- Prompt:
Recast the material below as a Markdown table with two columns, No. and Text, giving each line its own numbered row. Skip blank lines, and leave the pictures out.

* * * * *

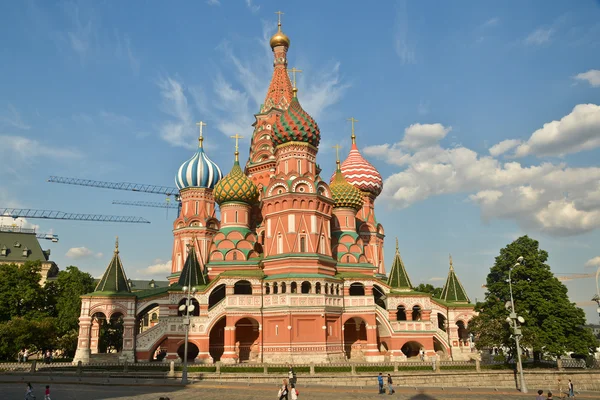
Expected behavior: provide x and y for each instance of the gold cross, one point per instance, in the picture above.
(200, 125)
(293, 71)
(279, 14)
(337, 148)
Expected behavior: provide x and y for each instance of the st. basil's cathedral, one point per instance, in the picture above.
(292, 268)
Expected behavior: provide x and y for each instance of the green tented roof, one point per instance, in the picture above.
(453, 290)
(398, 278)
(114, 280)
(191, 274)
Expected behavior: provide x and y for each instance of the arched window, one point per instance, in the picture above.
(416, 313)
(357, 289)
(401, 313)
(305, 287)
(242, 287)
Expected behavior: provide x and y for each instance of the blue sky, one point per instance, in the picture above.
(483, 119)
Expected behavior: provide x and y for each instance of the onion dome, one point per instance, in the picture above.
(360, 173)
(236, 186)
(279, 38)
(199, 171)
(295, 125)
(343, 193)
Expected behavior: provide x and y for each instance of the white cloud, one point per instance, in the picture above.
(404, 48)
(592, 77)
(22, 148)
(179, 131)
(253, 7)
(424, 135)
(577, 131)
(503, 147)
(159, 267)
(593, 262)
(539, 36)
(238, 90)
(552, 198)
(77, 253)
(13, 119)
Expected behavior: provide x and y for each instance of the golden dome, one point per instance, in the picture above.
(279, 39)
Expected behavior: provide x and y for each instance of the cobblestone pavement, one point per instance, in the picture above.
(63, 391)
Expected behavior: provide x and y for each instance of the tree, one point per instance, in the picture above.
(20, 292)
(553, 325)
(429, 288)
(64, 297)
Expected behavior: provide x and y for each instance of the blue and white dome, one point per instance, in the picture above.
(198, 171)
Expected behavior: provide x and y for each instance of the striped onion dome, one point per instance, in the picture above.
(236, 187)
(360, 173)
(295, 125)
(343, 193)
(199, 171)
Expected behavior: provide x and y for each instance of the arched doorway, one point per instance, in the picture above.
(246, 340)
(355, 338)
(411, 349)
(216, 341)
(192, 351)
(216, 296)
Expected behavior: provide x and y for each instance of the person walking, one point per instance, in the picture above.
(29, 392)
(571, 390)
(390, 388)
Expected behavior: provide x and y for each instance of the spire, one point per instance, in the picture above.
(191, 274)
(352, 120)
(200, 138)
(398, 277)
(453, 290)
(114, 279)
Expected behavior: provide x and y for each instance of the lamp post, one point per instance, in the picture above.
(188, 307)
(514, 318)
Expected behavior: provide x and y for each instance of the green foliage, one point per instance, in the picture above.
(429, 288)
(20, 333)
(20, 292)
(553, 325)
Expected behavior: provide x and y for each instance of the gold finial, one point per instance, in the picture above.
(337, 148)
(279, 14)
(237, 153)
(200, 138)
(293, 71)
(352, 120)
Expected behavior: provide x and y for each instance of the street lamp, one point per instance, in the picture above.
(187, 307)
(514, 318)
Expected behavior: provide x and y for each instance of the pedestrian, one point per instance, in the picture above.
(571, 390)
(390, 388)
(283, 392)
(29, 392)
(380, 381)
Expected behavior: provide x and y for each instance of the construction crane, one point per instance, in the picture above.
(135, 187)
(49, 214)
(146, 204)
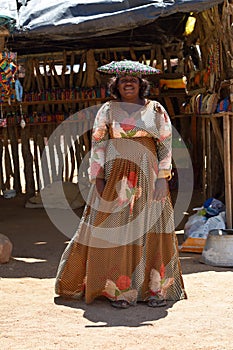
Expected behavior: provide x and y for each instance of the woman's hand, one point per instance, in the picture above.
(100, 184)
(161, 189)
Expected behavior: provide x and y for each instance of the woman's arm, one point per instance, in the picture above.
(100, 136)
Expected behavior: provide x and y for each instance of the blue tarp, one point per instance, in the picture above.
(55, 25)
(100, 17)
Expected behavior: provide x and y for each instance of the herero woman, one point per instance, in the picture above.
(125, 248)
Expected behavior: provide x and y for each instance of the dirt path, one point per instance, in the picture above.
(32, 317)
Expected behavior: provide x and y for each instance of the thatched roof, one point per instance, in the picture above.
(54, 25)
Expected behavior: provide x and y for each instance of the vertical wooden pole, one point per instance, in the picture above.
(227, 169)
(203, 131)
(208, 153)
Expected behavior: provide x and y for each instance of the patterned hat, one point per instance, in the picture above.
(127, 67)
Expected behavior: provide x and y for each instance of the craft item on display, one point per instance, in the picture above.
(8, 68)
(18, 90)
(3, 121)
(22, 122)
(127, 67)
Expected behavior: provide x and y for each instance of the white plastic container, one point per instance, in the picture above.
(218, 249)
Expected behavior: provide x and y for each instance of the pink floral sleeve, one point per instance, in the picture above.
(164, 141)
(99, 136)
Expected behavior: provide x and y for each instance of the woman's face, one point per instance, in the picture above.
(128, 87)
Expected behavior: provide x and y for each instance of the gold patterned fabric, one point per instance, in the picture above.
(125, 246)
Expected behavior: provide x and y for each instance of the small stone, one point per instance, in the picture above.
(5, 249)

* * * * *

- Reply to the task:
| No. | Text |
|---|---|
| 1 | Expected behavior: provide x and y for each instance of the gold cross, one point per instance, in the picture above. |
| 2 | (200, 125) |
| 3 | (293, 71) |
| 4 | (279, 14) |
| 5 | (337, 148) |
| 6 | Expected behavior: provide x and y for each instance of the st. basil's cathedral, one point per instance, in the picture above. |
| 7 | (292, 268) |
| 8 | Expected behavior: provide x and y for each instance of the green tented roof, one point per instance, in the picture above. |
| 9 | (453, 290) |
| 10 | (398, 278) |
| 11 | (114, 280) |
| 12 | (191, 274) |
| 13 | Expected behavior: provide x and y for each instance of the arched window, one point per instance, in the picture above. |
| 14 | (416, 313) |
| 15 | (357, 289) |
| 16 | (401, 313) |
| 17 | (305, 287) |
| 18 | (242, 287) |
| 19 | Expected behavior: provide x and y for each instance of the blue sky, one point per instance, in the picture above. |
| 20 | (483, 119) |
| 21 | Expected behavior: provide x and y for each instance of the onion dome, one point per instance, in the picture above. |
| 22 | (360, 173) |
| 23 | (236, 186) |
| 24 | (279, 38) |
| 25 | (199, 171) |
| 26 | (295, 125) |
| 27 | (343, 193) |
| 28 | Expected behavior: provide x and y for each instance of the white cloud, one point per instance, in the picture above. |
| 29 | (404, 48) |
| 30 | (592, 77) |
| 31 | (22, 148) |
| 32 | (179, 131) |
| 33 | (253, 7) |
| 34 | (424, 135) |
| 35 | (577, 131) |
| 36 | (503, 147) |
| 37 | (159, 267) |
| 38 | (593, 262) |
| 39 | (539, 36) |
| 40 | (238, 90) |
| 41 | (552, 198) |
| 42 | (77, 253) |
| 43 | (13, 119) |
| 44 | Expected behavior: provide x and y for each instance of the golden dome, one point per instance, in the picture above. |
| 45 | (279, 39) |
| 46 | Expected behavior: provide x and y for each instance of the cobblestone pavement, one point per instance, in the picture above. |
| 47 | (63, 391) |
| 48 | Expected behavior: provide x and y for each instance of the tree, one point per instance, in the picture above. |
| 49 | (20, 292) |
| 50 | (553, 325) |
| 51 | (429, 288) |
| 52 | (64, 297) |
| 53 | Expected behavior: provide x and y for each instance of the blue and white dome, one point per instance, in the picture above. |
| 54 | (198, 171) |
| 55 | Expected behavior: provide x and y for each instance of the striped onion dome, one point per instance, in the picture above. |
| 56 | (236, 187) |
| 57 | (360, 173) |
| 58 | (295, 125) |
| 59 | (343, 193) |
| 60 | (199, 171) |
| 61 | Expected behavior: provide x and y for each instance of the arched doorway, one point per instance, in the picture above. |
| 62 | (246, 340) |
| 63 | (355, 338) |
| 64 | (411, 349) |
| 65 | (216, 341) |
| 66 | (192, 351) |
| 67 | (216, 296) |
| 68 | Expected behavior: provide x and y for each instance of the person walking, one point per instance, in the picture above. |
| 69 | (29, 392) |
| 70 | (571, 390) |
| 71 | (390, 388) |
| 72 | Expected behavior: provide x and y for each instance of the spire, one point per instance, in the picture above. |
| 73 | (191, 274) |
| 74 | (352, 120) |
| 75 | (200, 138) |
| 76 | (398, 277) |
| 77 | (453, 290) |
| 78 | (114, 279) |
| 79 | Expected behavior: provide x and y for each instance of the lamp post, one point per instance, in the picture above. |
| 80 | (188, 307) |
| 81 | (514, 318) |
| 82 | Expected behavior: provide x and y for each instance of the green foliage, one point per instance, in the picture above. |
| 83 | (429, 288) |
| 84 | (20, 333) |
| 85 | (20, 292) |
| 86 | (553, 325) |
| 87 | Expected behavior: provide x and y for each instance of the gold finial, one point per instance, in the picture above. |
| 88 | (337, 148) |
| 89 | (279, 14) |
| 90 | (237, 153) |
| 91 | (200, 138) |
| 92 | (293, 71) |
| 93 | (352, 120) |
| 94 | Expected behavior: provide x and y for each instance of the street lamp, one point per instance, in the picture above. |
| 95 | (187, 307) |
| 96 | (514, 318) |
| 97 | Expected behavior: provide x and y for each instance of the pedestrian, one point per instance, in the picture above. |
| 98 | (571, 390) |
| 99 | (390, 388) |
| 100 | (283, 392) |
| 101 | (29, 392) |
| 102 | (380, 381) |
| 103 | Expected behavior: provide x and y for each instance of the construction crane, one point per instance, in the picture above. |
| 104 | (135, 187) |
| 105 | (49, 214) |
| 106 | (146, 204) |
| 107 | Expected behavior: provide x and y for each instance of the woman's hand, one point per instance, in the picture above. |
| 108 | (100, 184) |
| 109 | (161, 189) |
| 110 | Expected behavior: provide x and y for each instance of the woman's arm, one point per instance, in the picture above. |
| 111 | (100, 136) |
| 112 | Expected behavior: provide x and y for each instance of the blue tarp, one point per instance, in the picture above. |
| 113 | (55, 25) |
| 114 | (100, 17) |
| 115 | Expected behavior: provide x and y for each instance of the herero woman, one point per instance, in the picture above. |
| 116 | (125, 248) |
| 117 | Expected behavior: provide x and y for each instance of the dirt path, one point per instance, in the picture above. |
| 118 | (32, 317) |
| 119 | Expected behavior: provide x and y for each instance of the thatched roof, one point per instance, in the picture above. |
| 120 | (54, 25) |
| 121 | Expected behavior: provide x and y for each instance of the vertical wooden pole, one point per instance, in the picture above. |
| 122 | (227, 169) |
| 123 | (203, 131) |
| 124 | (208, 153) |
| 125 | Expected behavior: provide x and y for each instance of the patterned hat, one point per instance, in the picture above. |
| 126 | (127, 67) |
| 127 | Expected behavior: provide x and y for each instance of the craft item on display, one point per instance, in the picture above. |
| 128 | (8, 68) |
| 129 | (18, 90) |
| 130 | (3, 121) |
| 131 | (22, 122) |
| 132 | (127, 67) |
| 133 | Expected behavior: provide x and y for each instance of the white plastic container, one point per instance, in the picture above. |
| 134 | (218, 249) |
| 135 | Expected behavior: provide x and y for each instance of the pink floral sleeve, one point per instance, in the picture above. |
| 136 | (164, 141) |
| 137 | (99, 136) |
| 138 | Expected behavior: provide x and y for each instance of the woman's face, one point per instance, in the picture above. |
| 139 | (128, 87) |
| 140 | Expected behavior: provide x and y for each instance of the gold patterned fabric, one point per instance, in the picture above. |
| 141 | (125, 246) |
| 142 | Expected behavior: provide x and y for each instance of the small stone, one point per instance, in the picture above. |
| 143 | (5, 249) |